## Tasks to carry out
[A] In the passage on oral contraceptives and cancer risk, how long must a woman take the pill to get the ovarian cancer benefit of up to 50%?
[B] Reproduce part of the passage on oral contraceptives and cancer risk. Begin at the words "Thank you for" and stop after "popular low-dose pills.".

## Document passage
+ + + +

Thank you for writing.
It is my understanding that oral contraceptives are more of a risk factor for breast cancer when used in the teenage years. Also, studies at the Coalition on Abortion/Breast cancer suggest that delayed childbearing in itself is a risk factor.
Nina S. writes:
I have read that oral contraceptives can decrease the risk of ovarian cancer. However, that benefit (up to 50%) requires taking the pill for more than 10 years. Since this number comes from an update to a study, I’m uncertain whether this benefit comes from high-dose pills or the more popular low-dose pills.
On the other hand, a woman gains a 40% decrease by giving birth to her child. Breastfeeding will further decrease the risk, and any more children she bears reduce her risk by an additional 14%. So, a woman can bear two children for a 54% decreased risk of ovarian cancer (simultaneously reducing her breast cancer risk) or take the pill for a decade for a 50% decrease. Taking something the International Agency for Research on Cancer has classified as a Group 1 carcinogen for 10+ years can’t be good for your health.

+ + + +

[Point localization data]

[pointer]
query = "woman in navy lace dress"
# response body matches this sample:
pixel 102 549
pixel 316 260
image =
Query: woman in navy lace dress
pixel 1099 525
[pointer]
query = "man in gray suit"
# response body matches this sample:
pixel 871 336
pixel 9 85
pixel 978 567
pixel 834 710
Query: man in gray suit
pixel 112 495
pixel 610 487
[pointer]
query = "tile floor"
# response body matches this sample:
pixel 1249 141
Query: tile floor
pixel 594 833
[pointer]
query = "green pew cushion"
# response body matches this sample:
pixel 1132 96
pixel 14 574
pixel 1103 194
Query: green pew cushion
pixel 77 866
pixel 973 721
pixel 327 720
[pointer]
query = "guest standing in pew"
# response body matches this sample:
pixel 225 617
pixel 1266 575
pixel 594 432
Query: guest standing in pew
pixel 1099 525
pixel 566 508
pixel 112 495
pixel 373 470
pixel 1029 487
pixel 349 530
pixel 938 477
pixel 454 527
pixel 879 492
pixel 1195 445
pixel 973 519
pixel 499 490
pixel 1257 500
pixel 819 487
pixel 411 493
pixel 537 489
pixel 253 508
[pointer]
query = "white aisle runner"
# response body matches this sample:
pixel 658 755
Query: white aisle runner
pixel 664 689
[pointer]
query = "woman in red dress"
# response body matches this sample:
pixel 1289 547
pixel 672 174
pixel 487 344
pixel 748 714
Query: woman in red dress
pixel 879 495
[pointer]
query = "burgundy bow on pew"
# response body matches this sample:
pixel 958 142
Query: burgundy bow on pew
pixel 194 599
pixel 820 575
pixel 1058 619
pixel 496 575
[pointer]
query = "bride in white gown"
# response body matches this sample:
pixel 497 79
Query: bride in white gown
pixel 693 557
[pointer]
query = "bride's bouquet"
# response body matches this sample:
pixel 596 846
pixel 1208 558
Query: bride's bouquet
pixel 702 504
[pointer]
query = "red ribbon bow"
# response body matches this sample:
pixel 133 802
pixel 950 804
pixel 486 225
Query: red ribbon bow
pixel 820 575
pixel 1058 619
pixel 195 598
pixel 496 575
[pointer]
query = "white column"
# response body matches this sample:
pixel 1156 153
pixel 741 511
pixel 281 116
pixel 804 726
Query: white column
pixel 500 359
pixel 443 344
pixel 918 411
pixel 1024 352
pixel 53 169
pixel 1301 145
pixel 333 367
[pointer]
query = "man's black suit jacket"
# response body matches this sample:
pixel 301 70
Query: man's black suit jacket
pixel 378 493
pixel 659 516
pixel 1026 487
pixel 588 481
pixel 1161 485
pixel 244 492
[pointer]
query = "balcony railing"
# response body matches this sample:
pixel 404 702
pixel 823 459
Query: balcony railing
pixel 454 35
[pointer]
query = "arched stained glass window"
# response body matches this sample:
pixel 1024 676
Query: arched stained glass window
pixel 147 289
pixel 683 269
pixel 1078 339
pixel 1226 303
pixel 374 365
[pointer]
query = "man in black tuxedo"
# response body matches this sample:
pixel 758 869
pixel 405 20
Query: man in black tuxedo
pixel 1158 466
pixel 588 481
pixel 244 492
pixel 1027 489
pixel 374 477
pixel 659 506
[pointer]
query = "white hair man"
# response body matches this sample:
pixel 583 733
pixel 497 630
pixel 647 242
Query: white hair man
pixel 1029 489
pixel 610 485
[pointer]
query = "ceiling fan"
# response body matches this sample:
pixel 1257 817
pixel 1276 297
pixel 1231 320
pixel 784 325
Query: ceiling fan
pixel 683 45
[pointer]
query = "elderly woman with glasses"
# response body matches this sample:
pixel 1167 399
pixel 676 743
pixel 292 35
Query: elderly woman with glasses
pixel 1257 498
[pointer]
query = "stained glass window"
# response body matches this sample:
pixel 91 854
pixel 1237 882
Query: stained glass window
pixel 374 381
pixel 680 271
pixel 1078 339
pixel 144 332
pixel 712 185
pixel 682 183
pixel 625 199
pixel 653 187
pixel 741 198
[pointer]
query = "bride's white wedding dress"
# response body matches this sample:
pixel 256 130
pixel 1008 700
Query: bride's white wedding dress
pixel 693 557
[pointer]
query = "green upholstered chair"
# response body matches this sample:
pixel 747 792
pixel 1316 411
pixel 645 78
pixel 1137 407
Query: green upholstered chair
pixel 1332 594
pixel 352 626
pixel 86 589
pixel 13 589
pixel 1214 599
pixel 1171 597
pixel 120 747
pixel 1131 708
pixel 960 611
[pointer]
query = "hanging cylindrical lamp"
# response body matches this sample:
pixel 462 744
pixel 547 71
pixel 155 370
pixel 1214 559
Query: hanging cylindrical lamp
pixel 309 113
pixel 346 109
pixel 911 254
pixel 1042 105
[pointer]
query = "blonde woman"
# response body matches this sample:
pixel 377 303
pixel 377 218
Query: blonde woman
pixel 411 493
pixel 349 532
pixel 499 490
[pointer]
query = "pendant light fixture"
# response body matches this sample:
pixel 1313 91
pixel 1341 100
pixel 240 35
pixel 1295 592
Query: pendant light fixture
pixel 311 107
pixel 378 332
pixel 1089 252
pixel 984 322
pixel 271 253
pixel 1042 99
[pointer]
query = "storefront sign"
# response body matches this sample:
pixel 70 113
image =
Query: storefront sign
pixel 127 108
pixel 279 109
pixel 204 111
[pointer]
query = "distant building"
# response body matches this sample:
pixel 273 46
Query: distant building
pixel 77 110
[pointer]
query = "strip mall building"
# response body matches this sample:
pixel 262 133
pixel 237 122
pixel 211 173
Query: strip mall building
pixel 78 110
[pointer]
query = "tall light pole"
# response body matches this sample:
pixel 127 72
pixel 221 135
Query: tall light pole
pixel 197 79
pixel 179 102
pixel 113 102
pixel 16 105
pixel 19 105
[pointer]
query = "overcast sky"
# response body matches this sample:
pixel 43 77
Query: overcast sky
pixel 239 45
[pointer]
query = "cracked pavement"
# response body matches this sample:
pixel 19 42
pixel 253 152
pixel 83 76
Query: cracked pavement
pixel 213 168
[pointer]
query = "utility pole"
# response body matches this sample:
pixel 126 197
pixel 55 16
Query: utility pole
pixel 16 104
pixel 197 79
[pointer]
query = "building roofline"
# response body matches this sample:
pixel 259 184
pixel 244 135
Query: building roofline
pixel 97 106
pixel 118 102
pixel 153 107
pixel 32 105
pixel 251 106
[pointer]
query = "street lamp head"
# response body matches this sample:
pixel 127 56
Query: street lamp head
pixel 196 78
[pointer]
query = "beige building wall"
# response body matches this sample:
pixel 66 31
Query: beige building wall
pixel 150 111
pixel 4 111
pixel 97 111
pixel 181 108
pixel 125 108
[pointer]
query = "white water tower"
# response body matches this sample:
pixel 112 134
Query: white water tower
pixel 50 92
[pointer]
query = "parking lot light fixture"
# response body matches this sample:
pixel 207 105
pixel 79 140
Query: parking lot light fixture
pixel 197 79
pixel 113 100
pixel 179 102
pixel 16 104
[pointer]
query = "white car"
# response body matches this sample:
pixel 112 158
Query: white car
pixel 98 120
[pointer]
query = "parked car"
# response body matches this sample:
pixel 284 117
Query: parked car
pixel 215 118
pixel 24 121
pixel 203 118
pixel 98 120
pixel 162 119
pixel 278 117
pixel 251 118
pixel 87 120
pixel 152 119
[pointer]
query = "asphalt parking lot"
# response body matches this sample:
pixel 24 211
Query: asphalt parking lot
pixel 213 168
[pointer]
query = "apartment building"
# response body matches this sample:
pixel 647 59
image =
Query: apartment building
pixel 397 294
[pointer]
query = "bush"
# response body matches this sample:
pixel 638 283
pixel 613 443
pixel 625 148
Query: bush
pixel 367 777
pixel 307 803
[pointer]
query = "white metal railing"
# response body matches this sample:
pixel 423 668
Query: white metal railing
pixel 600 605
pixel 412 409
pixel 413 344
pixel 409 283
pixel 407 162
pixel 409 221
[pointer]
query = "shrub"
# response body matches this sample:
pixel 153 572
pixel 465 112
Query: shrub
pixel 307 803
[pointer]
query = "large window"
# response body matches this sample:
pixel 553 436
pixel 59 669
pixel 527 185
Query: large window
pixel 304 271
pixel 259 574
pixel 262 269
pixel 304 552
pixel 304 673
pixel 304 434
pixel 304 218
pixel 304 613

+ + + +

## Response list
[A] More than 10 years.

[B]
Thank you for writing.
It is my understanding that oral contraceptives are more of a risk factor for breast cancer when used in the teenage years. Also, studies at the Coalition on Abortion/Breast cancer suggest that delayed childbearing in itself is a risk factor.
Nina S. writes:
I have read that oral contraceptives can decrease the risk of ovarian cancer. However, that benefit (up to 50%) requires taking the pill for more than 10 years. Since this number comes from an update to a study, I’m uncertain whether this benefit comes from high-dose pills or the more popular low-dose pills.